_PROVIDED PASSAGE_:
Begin by thinking about why a journey of fulfillment for yourself. You may have already begun this! Just think or write, or whatever you need to do within yourself to get clear about how you currently think/feel about fulfillment.

As I was doing this, the point of clarity in that exercise came for me when I realized, “I want my entire consciousness to Know the Truth of being Fulfilled, of being whole, and therefore encounter every experience or person from an internal knowingness of my own (and everyone’s) total-perfect-completion.” But since then, I have realized there is more to it for me as well. That statement is a metaphysical statement, and it is true for me. But it states a goal that is primarily in and of the mind–it refers to a state of consciousness, then gives a very general effect: ” encounter every experience or person from an internal knowingness of my own (and everyone’s) total-perfect-completion.”

The thing is: in Divine Mind, I already do this. Divine Mind-Divine Presence-Divine Being knows only perfection and total completion. I am not directing it anywhere. It’s already there.

I live in a physical universe. Matter, material goods, money, services, modern conveniences all of this stuff is also part of my Divine existence. It’s not necessary to shun it, think matter is evil or unspiritual, or think somehow I am compromising my spiritual values if I want or use material goods or services. For me, however, it is necessary not to subordinate the spiritual to the material, to be intelligent about the material universe, and to use it as a spiritual teacher, and continually work to bring absolute integrity into any and all material experiences, from my spiritual aspirations–in other words, doing my best to align my consciousness (words and thoughts) with my actions-deeds-relationships. Yes, “walk my talk”!

_TASK INSTRUCTIONS_:
1/ In the reflection on fulfillment, what does Divine Mind-Divine Presence-Divine Being know?
2/ Continue the reflection on fulfillment, starting after its last sentence.

_GIVEN MATERIAL_:
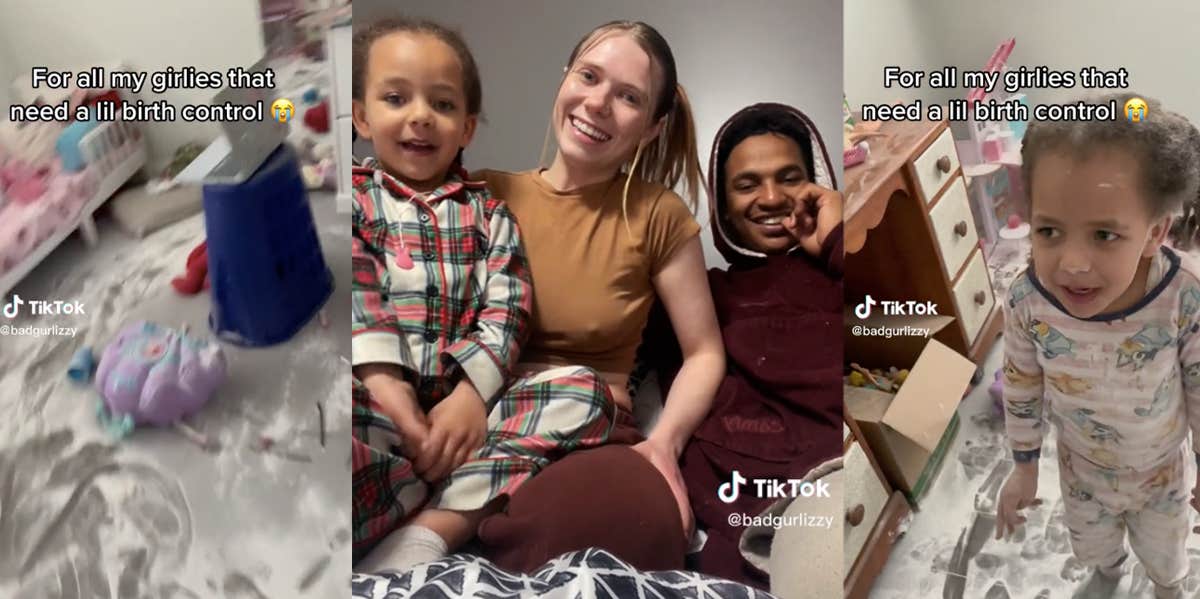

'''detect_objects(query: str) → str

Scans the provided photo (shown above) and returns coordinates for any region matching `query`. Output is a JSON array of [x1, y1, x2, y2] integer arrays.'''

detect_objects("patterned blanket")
[[350, 549, 774, 599]]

_OUTPUTS_:
1/ Only perfection and total completion.

2/
Next, once you have thought about what fulfillment means to you, take that information and declare boldly your intention (write your own, or use this as a template): I, Susan, declare from my heart, mind, and soul that I intend to increase my awareness, understanding, and knowledge of spiritual and material fulfillment. I intend to increase the goods and services I offer to others, which bring me joy, love, and a sense of purpose, and which also help people to increase their own fulfillment. I intend to approach all my life activities and relationships with spiritual intelligence, doing my best to be aware of inherent Oneness, Unity, Love, and Divine Purpose in all.

Finally, dedicate this Journey to at least one other person. Then, as you do this Journey, do it for him/her/them, in addition to doing it for yourself: I dedicate this Journey of Fulfillment to all who are on their own journey toward fulfillment, whether aware of it or not. To all who yearn, to all who desire, to all who seek, may my actions and intentions on this journey assist you toward your own Fulfillment, that we may know our Oneness, Unity, Joy, and Divine Perfection together.

A more simple, direct dedication that may also be used is: I dedicate this Journey to >name<. I know s/he has been struggling with some issues (name them, if you want), and I want to help. May my effort on this journey assist in bringing peace and understanding to >name<.

For tomorrow, we begin!

Why a Journey of Fulfillment?

I confess: I don’t know how fulfillment feels. At a very basic level this is why I am doing a Journey of Fulfillment. In fact, at the moment, I’m not even sure what fulfillment IS.

This is very unlike the first three Journeys—a Journey of Purpose, a Journey of Healing, and a Journey of Worth—because with those, at least I know (and knew in advance) something about purpose, healing, and worth. Those Journeys were to deepen, broaden, expand, get me more in touch with qualities that were already familiar.

Fulfillment feels unfamiliar. And I feel embarrassed admitting it.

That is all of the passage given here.